• **PROBLEM REQUIREMENTS**
Once you have read the listing, retype all of it exactly.

• **THE RECORDS**
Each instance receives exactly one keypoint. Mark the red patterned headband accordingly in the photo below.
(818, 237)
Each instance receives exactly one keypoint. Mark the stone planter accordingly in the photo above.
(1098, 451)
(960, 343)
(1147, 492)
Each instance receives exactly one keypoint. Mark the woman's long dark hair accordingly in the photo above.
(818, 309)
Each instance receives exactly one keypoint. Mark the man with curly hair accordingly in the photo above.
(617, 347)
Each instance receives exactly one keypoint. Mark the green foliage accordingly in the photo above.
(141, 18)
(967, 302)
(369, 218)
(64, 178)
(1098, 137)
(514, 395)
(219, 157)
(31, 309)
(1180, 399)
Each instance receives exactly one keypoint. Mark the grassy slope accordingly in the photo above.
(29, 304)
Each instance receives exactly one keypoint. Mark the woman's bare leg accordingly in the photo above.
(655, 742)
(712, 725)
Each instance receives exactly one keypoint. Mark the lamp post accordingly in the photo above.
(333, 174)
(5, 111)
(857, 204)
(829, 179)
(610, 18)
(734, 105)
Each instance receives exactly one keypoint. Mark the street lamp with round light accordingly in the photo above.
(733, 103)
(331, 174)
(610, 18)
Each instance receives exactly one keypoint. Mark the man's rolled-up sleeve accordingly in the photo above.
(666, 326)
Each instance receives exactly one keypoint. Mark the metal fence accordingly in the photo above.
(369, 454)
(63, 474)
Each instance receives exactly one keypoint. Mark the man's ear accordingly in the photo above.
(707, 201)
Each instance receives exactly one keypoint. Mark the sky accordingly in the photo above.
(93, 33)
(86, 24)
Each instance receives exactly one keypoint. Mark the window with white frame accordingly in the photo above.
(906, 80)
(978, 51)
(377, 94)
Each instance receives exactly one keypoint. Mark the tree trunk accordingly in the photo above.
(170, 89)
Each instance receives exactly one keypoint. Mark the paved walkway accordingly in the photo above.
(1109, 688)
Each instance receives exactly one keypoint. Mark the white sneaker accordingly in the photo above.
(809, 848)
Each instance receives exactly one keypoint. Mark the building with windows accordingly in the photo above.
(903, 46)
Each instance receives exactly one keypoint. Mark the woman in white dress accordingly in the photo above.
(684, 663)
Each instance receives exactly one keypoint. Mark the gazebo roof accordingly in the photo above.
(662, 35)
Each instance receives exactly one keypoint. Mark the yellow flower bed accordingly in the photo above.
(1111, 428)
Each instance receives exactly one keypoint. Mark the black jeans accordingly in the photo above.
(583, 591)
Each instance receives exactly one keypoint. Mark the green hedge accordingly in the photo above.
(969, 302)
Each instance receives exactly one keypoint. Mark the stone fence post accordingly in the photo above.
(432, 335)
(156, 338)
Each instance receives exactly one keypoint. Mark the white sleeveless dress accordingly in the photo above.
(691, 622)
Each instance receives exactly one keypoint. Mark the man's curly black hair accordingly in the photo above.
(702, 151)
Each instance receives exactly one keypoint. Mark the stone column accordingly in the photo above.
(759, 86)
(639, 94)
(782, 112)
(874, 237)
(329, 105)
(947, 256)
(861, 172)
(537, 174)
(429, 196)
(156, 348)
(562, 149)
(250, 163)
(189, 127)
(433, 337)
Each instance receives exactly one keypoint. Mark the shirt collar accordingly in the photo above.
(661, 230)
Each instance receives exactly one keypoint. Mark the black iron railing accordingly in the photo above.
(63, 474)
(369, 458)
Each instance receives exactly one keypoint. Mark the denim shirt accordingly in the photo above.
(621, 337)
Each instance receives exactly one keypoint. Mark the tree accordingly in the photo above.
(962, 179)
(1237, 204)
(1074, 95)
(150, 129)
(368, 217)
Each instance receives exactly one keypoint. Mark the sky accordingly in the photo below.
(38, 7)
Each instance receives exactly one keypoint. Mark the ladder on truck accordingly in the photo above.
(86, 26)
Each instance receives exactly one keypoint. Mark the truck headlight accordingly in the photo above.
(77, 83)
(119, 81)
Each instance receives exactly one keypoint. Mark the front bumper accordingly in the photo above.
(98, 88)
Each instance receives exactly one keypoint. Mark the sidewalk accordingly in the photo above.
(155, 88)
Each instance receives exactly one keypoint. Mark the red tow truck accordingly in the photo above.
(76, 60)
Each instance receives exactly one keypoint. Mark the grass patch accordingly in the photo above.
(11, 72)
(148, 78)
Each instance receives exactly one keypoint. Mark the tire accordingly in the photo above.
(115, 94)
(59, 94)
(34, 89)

• **ANSWER TO THIS EXERCISE**
Each instance receives exactly one keypoint. Mark the red patterned headband accordingly in the photo below.
(818, 237)
Each instance receives exactly one keypoint. Mark the stone planter accordingly in the photo above.
(1098, 451)
(960, 343)
(1147, 492)
Each instance receives exactly one keypoint. Mark the woman's long dark hair accordingly in the photo above.
(818, 309)
Each instance receives exactly one keypoint. Mark the man with curly hair accordingly in the photo above.
(617, 347)
Each instance receives exactly one keypoint. Mark the green foliage accordingly in the photo above.
(141, 18)
(967, 302)
(369, 218)
(64, 178)
(1098, 137)
(514, 395)
(219, 157)
(31, 309)
(1180, 399)
Each instance receives exactly one keypoint. Mark the grassy slope accordingly in the photo above.
(29, 304)
Each instance receives exactly one keypoint. Mark the woman's bare leg accordingly in the photo above.
(655, 742)
(712, 725)
Each instance receives exactly one keypoint. Mark the lamp post accordingly in the photo above.
(333, 174)
(5, 111)
(857, 204)
(829, 179)
(610, 18)
(734, 105)
Each instance receives exactly one keypoint. Mark the street lamp with round light accordingly in the photo above.
(733, 103)
(331, 174)
(610, 18)
Each instance receives exactly one keypoint. Mark the man's rolled-up sleeve accordingly in the photo above.
(666, 326)
Each instance receives exactly one keypoint. Mark the metal fence accordingly in the photo above.
(369, 454)
(63, 474)
Each instance receives exactly one keypoint. Mark the man's ear accordingly in the photo above.
(707, 201)
Each instance receives exactly one keypoint. Mark the sky accordingly in the photo above.
(93, 33)
(86, 24)
Each instance receives exactly one keypoint. Mark the window with white frame accordingly in the photo above.
(906, 80)
(978, 51)
(377, 94)
Each instance receives exactly one keypoint. Mark the tree trunk accordingly in the photo above.
(170, 89)
Each instance receives exactly one keypoint. Mark the paved walkway accordingly in the photo above.
(1109, 688)
Each instance receives exactly one keypoint. Mark the white sneaker accordingly in the photo above.
(809, 848)
Each instance receives exactly one keypoint. Mark the building with windows accordingly in the photo above.
(903, 46)
Each instance receives exactly one keypoint. Mark the woman in white dress accordingly in the photo above.
(684, 663)
Each instance receives exactly one keypoint. Mark the gazebo roof accordingly in the photo above.
(662, 35)
Each instance receives exactly one keypoint. Mark the yellow flower bed accordingly in the photo above.
(1111, 428)
Each instance receives exactly one keypoint. Mark the black jeans accordingly in the photo above.
(583, 591)
Each instance receives exactly one keypoint. Mark the green hedge accordingly in the photo above.
(969, 302)
Each instance receives exactly one keypoint. Mark the stone fence post accordingly in the photo above.
(432, 335)
(156, 338)
Each instance receives exactly one keypoint. Mark the white sleeveless dress accordingly in the photo above.
(691, 622)
Each instance receives exactly one keypoint. Mark the man's curly black hair accordingly in the photo above.
(702, 151)
Each instance receives exactly one keypoint. Mark the stone column accordingly in the photo above.
(759, 86)
(639, 94)
(782, 112)
(874, 237)
(329, 105)
(947, 256)
(861, 172)
(537, 174)
(429, 196)
(156, 348)
(562, 149)
(250, 163)
(189, 127)
(433, 337)
Each instance receives exactly one keypoint. Mark the shirt collar accordingly in the photo above.
(661, 230)
Each instance receives exactly one keypoint. Mark the black iron railing accordingly in the photo above.
(63, 474)
(369, 458)
Each instance receives exactly one keypoint. Mark the denim shirt accordingly in the photo above.
(621, 337)
Each instance receives exactly one keypoint. Mark the tree accordingly in the photo above.
(962, 179)
(1237, 204)
(1074, 95)
(150, 129)
(368, 217)
Each instance receives exactly one keypoint. Mark the sky accordingly in the photo below.
(38, 7)
Each instance receives exactly one keypoint. Mark the ladder on truck accordingly in the photo above.
(86, 26)
Each instance receives exactly one keypoint. Mark the truck headlight accordingly in the photo above.
(77, 83)
(119, 81)
Each instance receives exactly one keypoint. Mark the front bumper accordingly in the photo above.
(98, 88)
Each instance receives exactly one keypoint. Mark the sidewalk accordingly in the photo above.
(155, 88)
Each instance receives exactly one keypoint. Mark the red tow truck accordingly in the photo above.
(76, 60)
Each instance receives exactly one keypoint. Mark the grass patch accordingly in the photo above.
(11, 72)
(148, 78)
Each instance receives exactly one keypoint. Mark the tire accordingly in the photo above.
(115, 94)
(59, 94)
(34, 89)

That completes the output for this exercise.